* Work order A *
Decide whether each of the following statements, marked (i), (ii) and (iii), agrees with the partitioning design note: (i) multi-level partitioning is refused at pre-flight with exit 2; (ii) the partitioned parent is streamed together with its children; (iii) per-partition strategy config is rejected at config validation with exit 2. For each, answer yes or no and quote the deciding words of the note.
* Work order B *
Reproduce the part of the partitioning design note that opens with the words containing "Sub-partitioning (a partition" and closes with "the ordered children.", renaming "first-class" to "core".
* Work order C *
Extend the partitioning design note by writing what follows its final sentence.
** Opening Document extract block **
Sub-partitioning (a partition that is itself partitioned) is a PostgreSQL feature but is rare in practice. Supporting it correctly requires recursive resolution of bound expressions and config inheritance. Deferred to v1.x.

Decision

Native partitioning is a first-class MVP capability.

Catalog layer

  • Each partitioned-parent table records is_partitioned = true, the strategy (RANGE, LIST, HASH), the partition-key column list, and the ordered children.
  • Each partition child records its parent ID and its bound expression as a verbatim string.
  • Multi-level partitioning is detected at pre-flight and refused with exit 2 and a clear error message.

Schema replication

  • The partitioned parent is created on the target first, with its original PARTITION BY <strategy> (<keys>) clause.
  • Each partition child is created with its PARTITION OF <parent> <bound> clause.
  • Per-partition strategy config is rejected at config validation with exit 3. The user configures the parent; all children inherit.

Streaming

  • Partition children are independent streaming units. The parent itself has no rows and is not streamed.
  • Target-side writes go directly into the child via COPY <child> FROM STDIN ..., bypassing the parent's tuple routing. This is faster (no per-row routing overhead) and guarantees we write to the partition we expect.
  • The masking pipeline resolves per-column actions from the parent's config.

State

  • Each partition child has its own row in _privaci.table_checkpoints.
  • Resumability is per-partition. A 24-partition crash at partition 23 resumes 23 and starts 24, leaving 1-22 untouched.
  • A new partition added to the source between runs is treated as a new table on the next run and emits a new_table audit event.

Consequences

What this enables

  • Realistic test coverage on the MedicalHelpDesk Corp fixture (24 monthly partitions on raw_events, 4 list partitions on patient_visits).
  • "Just point me at your Postgres" actually works for real customer schemas in 2026.
  • Future per-partition parallelism: because partitions are independent streaming units, post-MVP parallelism work just schedules N children concurrently in the topo-sort layer.

What this rules out

  • Per-partition config overrides in MVP. Customers who need partition-specific masking (rare) must configure the parent.
** Closing Document extract block **
** Opening Material supplied block **
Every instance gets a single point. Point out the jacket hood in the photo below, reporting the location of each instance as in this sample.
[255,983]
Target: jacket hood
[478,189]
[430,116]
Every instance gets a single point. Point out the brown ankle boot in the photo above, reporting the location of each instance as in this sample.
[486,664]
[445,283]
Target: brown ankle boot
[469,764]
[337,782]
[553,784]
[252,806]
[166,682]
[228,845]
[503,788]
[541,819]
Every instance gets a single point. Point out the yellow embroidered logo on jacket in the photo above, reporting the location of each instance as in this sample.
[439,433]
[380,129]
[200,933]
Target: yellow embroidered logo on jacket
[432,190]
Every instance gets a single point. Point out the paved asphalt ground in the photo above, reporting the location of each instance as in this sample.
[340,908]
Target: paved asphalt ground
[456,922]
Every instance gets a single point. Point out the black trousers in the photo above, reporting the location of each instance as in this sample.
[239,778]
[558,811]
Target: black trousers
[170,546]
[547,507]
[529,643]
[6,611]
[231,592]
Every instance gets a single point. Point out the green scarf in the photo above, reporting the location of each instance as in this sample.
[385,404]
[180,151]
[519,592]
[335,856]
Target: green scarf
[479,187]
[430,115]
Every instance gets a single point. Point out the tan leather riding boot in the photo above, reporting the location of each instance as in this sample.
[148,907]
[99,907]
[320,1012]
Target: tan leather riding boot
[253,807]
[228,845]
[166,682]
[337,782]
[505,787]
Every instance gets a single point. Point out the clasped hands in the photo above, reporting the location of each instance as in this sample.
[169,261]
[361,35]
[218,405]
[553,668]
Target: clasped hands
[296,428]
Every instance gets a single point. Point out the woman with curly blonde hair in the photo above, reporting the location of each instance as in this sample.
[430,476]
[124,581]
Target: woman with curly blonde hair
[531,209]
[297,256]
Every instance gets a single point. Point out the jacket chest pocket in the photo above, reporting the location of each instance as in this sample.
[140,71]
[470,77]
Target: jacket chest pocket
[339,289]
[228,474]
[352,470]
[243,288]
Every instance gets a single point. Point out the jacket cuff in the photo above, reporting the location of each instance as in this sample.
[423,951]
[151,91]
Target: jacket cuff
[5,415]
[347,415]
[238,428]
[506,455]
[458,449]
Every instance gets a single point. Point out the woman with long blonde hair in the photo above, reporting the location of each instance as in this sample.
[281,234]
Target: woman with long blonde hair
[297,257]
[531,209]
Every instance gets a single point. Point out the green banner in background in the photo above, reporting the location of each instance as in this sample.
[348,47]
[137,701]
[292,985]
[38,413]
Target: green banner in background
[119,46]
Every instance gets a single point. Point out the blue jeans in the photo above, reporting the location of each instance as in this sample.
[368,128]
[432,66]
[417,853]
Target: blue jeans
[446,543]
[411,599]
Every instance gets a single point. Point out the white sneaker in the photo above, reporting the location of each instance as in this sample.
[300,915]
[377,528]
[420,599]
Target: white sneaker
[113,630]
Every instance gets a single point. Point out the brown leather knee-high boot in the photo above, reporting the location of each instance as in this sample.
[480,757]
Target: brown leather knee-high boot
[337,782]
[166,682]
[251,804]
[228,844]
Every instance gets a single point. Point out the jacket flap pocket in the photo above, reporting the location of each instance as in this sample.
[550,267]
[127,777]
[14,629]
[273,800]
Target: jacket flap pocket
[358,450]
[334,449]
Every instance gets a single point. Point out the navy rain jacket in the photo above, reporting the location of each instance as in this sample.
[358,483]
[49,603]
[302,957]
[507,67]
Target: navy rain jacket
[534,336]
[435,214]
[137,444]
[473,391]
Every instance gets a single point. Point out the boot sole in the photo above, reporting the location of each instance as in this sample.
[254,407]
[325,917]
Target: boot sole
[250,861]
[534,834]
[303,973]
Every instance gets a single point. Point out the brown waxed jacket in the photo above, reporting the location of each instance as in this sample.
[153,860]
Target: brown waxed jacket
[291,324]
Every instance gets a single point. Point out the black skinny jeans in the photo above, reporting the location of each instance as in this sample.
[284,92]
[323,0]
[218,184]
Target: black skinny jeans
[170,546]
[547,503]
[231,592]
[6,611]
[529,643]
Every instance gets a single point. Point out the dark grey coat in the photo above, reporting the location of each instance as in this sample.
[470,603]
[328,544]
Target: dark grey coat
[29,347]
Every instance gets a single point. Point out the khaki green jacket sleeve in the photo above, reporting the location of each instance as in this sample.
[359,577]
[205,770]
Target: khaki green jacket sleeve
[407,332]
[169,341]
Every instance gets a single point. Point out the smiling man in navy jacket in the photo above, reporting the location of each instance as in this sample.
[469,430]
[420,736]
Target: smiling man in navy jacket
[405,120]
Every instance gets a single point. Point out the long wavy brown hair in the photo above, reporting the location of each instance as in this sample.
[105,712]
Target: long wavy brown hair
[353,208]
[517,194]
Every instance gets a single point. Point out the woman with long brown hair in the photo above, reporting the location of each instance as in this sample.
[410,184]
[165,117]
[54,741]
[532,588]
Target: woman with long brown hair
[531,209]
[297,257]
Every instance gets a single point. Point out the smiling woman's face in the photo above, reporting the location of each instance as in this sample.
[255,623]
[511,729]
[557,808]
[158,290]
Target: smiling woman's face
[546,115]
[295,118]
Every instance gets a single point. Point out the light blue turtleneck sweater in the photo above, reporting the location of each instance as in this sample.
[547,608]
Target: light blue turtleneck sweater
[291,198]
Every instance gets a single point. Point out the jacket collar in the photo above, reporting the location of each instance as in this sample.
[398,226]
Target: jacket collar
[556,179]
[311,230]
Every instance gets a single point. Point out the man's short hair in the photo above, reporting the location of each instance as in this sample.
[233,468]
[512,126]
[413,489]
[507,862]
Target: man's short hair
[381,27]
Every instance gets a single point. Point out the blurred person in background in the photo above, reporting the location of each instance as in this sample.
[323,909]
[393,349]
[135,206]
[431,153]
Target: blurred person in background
** Closing Material supplied block **
* Output A *
(i) Yes: "Multi-level partitioning is detected at pre-flight and refused with exit 2 and a clear error message."
(ii) No: "The parent itself has no rows and is not streamed."
(iii) No: "Per-partition strategy config is rejected at config validation with exit 3."

* Output B *
Sub-partitioning (a partition that is itself partitioned) is a PostgreSQL feature but is rare in practice. Supporting it correctly requires recursive resolution of bound expressions and config inheritance. Deferred to v1.x.

Decision

Native partitioning is a core MVP capability.

Catalog layer

  • Each partitioned-parent table records is_partitioned = true, the strategy (RANGE, LIST, HASH), the partition-key column list, and the ordered children.

* Output C *
  • Sub-partitioning in MVP. Detected, refused, documented as a future change.
  • Cross-partition resume semantics. A partition that has partially completed but whose checkpoint is corrupted forces a restart of only that partition, not the whole table.

Operational implications

  • The audit log is slightly chattier on partitioned tables (one table.start / table.end event per partition child). Documented; customers who don't want it can grep the audit log by partition-parent name.
  • A "new partition appeared mid-run" race is impossible because introspection happens at run start; new partitions appearing between runs are picked up cleanly on the next run.

Risks

  • Bound-expression replication fidelity. FOR VALUES FROM (...) TO (...) and FOR VALUES IN (...) cover the common cases; expression bounds (e.g., a function call) are rare but possible and may require special handling. Integration-tested.
  • Per-child streaming = N COPY commands. For tables with hundreds of small partitions, the per-COPY overhead may dominate. Mitigation: introspection can group small adjacent partitions into bulk COPYs in a v1.x optimization if it ever matters in production.

Decision review triggers

  • If sub-partitioning becomes common in customer support tickets, revisit deferral.
  • If per-COPY overhead on hundred-partition tables becomes a real bottleneck, implement child-grouping.
  • If customers ask for per-partition config (e.g., "the 2024 partition is older data, mask it differently"), reconsider.